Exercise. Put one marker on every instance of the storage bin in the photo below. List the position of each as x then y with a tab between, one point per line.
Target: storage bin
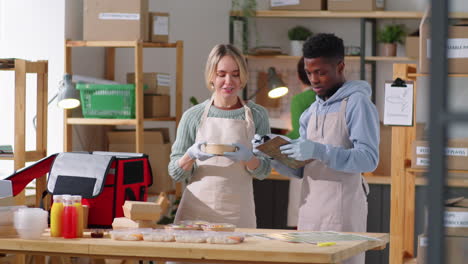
107	100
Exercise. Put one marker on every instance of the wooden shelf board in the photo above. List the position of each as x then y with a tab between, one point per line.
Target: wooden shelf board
335	14
169	118
383	58
100	121
117	44
451	181
348	58
427	74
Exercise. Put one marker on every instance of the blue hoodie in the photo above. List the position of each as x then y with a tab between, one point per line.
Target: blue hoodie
362	121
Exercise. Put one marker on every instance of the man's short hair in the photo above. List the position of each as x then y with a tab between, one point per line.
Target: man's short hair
324	45
301	72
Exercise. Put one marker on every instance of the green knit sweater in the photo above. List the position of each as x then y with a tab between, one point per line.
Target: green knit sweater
188	127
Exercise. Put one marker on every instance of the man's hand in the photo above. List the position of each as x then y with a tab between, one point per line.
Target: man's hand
299	149
242	153
195	152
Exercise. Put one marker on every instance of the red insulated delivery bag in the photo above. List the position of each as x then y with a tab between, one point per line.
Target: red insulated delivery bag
105	180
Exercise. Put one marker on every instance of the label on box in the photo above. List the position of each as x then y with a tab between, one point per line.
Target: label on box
422	161
161	25
456	48
119	16
423	241
379	3
283	2
460	152
163	79
456	219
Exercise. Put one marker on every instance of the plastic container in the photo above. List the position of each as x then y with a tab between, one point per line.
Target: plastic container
56	213
79	214
219	227
159	235
182	227
129	234
30	223
190	236
225	238
69	218
107	100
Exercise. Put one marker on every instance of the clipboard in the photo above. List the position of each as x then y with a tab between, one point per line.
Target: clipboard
399	103
271	148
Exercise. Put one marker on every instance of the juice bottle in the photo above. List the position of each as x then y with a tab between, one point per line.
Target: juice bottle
79	213
56	217
69	218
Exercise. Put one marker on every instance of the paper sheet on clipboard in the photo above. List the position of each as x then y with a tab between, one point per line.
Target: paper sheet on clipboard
398	106
271	148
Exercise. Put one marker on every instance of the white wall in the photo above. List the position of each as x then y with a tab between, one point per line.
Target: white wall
32	30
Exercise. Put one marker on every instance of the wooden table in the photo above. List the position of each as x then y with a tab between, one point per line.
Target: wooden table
253	249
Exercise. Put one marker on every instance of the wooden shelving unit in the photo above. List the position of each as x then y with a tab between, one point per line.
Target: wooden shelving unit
405	179
20	156
139	120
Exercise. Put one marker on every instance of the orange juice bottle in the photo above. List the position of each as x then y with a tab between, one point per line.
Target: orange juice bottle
69	218
79	214
56	217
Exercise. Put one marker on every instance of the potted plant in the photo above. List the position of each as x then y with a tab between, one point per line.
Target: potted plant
297	35
390	35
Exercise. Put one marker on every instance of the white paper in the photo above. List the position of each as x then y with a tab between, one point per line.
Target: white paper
456	48
161	25
284	2
422	161
6	190
456	219
398	109
119	16
459	152
163	79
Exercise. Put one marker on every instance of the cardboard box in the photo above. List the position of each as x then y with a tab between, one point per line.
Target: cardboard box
412	46
157	105
157	82
455	249
456	153
457	48
356	5
156	145
159	27
456	220
136	210
115	20
298	5
126	223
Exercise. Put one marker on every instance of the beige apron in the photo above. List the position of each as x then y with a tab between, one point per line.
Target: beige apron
220	190
332	200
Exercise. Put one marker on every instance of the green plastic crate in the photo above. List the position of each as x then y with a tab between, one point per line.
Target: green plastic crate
107	100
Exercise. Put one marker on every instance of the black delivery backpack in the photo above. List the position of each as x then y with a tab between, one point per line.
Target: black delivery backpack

_Exercise description_
Print all of the entries word for word. Omit the pictures they contain.

_Result for this task_
Exercise. Put one marker on every instance of the storage bin in the photo below. List the position of each as x then y with a tab between, one point per line.
Target: storage bin
107	100
Exercise. Put one marker on every instance of the wooden shelf board in the photo above. List the position of each as x then y with a tab between, one point per line.
Target: wooden shelf board
335	14
169	118
383	58
100	121
117	44
451	181
348	58
427	74
Exercise. Put one marker on every instance of the blue hoodie in the photo above. List the position of each as x then y with a tab between, one point per line.
Target: blue hoodie
362	121
Exercise. Put one marker on every instance of the man's short hair in the photo above. List the position of each as x then y with a tab between, one point per line.
Target: man's short hair
324	45
301	72
Exercise. Put one marker on every instance of the green knit sweater in the photo above. List the position of each as x then y with a tab between, one point per line.
Target: green knit sweater
188	127
Exercise. Put one marker on every instance of the man's hand in the photo above. List the position of each as x then y with a tab between, one point per line.
Target: man's hand
299	149
242	153
195	152
Exercise. Put one marker on every instance of the red insulated delivery bag in the photo above. List the position of each as x then y with a tab between, one point per line.
Target: red insulated delivery bag
105	180
Exercise. Put one marker on every instance of the label on box in the photo above. List the position of each as x then y with a tab between, one point per line.
Target: label on box
422	161
161	25
456	48
119	16
423	241
379	3
283	2
460	152
163	79
456	219
Exercise. Put one marker on every instance of the plastic container in the photo above. List the position of each as x then y with a tab between, one point per line.
Target: plastic container
56	213
79	214
219	227
159	235
182	227
129	234
30	223
190	236
225	238
69	218
107	100
Exercise. Put one marker on every instance of the clipboard in the photo above. List the position of each as x then y with a tab between, one point per line.
Target: clipboard
399	103
271	148
Exercise. Put one marker on every instance of the juice bottle in the photo above. List the position of each as x then y with a tab between, one point per line.
Target: juice bottle
79	213
56	217
69	218
Exercise. Put one marker on every instance of the paper sheet on clipboard in the photo above. List the position of each as x then y with a tab between, one point per line.
Target: paper sheet on clipboard
398	106
271	148
Exercise. Put one marker on every instance of the white wall in the photo above. List the position of each as x then y with a tab between, one point per line.
Target: white wall
32	30
Exercise. Put one marker on every instance of the wooden table in the photo above. List the position of each as x then y with a tab between, one point per line.
Target: wooden table
253	249
Exercise. Put one marker on every instance of the wooden shelving unit in the photo above. List the position of each as x then y with a tab between, one point per line.
Target: wooden shelving unit
405	179
20	156
139	120
Exercise. Put one marker on every instance of the orange juice bottle in the photo above. List the position of each as x then y with a tab between, one point per line.
Target: orange juice bottle
69	218
79	214
56	217
Exercise. Put one marker on every instance of the potted plant in the photo above. List the position of each as x then y with a tab between, one point per line.
Target: potted plant
297	35
390	35
Exercise. Put one marker on every instance of the white paper in the photo above. List the position of each as x then y with a tab between, one point per line.
Target: white paper
456	48
161	25
284	2
422	161
6	190
456	219
398	109
119	16
459	152
163	79
Exercise. Put one marker on every instance of the cardboard box in the photo above. List the position of each as x then y with a tab between, one point per line.
Target: cardboard box
412	46
157	105
157	82
455	249
456	153
457	48
356	5
156	145
159	27
456	220
136	210
115	20
298	5
126	223
Exercise. Put one marker on every instance of the beige apron in the photo above. List the position of each as x then y with a tab between, one point per line.
Target: beige apron
220	190
332	200
Exercise. Put one marker on every instance of the green plastic crate in the photo above. List the position of each as x then y with a tab between, one point per line.
Target: green plastic crate
107	100
Exercise. Put one marker on every instance of the black delivery backpack in the photo above. List the position of each as x then y with a tab between, one point per line.
Target: black delivery backpack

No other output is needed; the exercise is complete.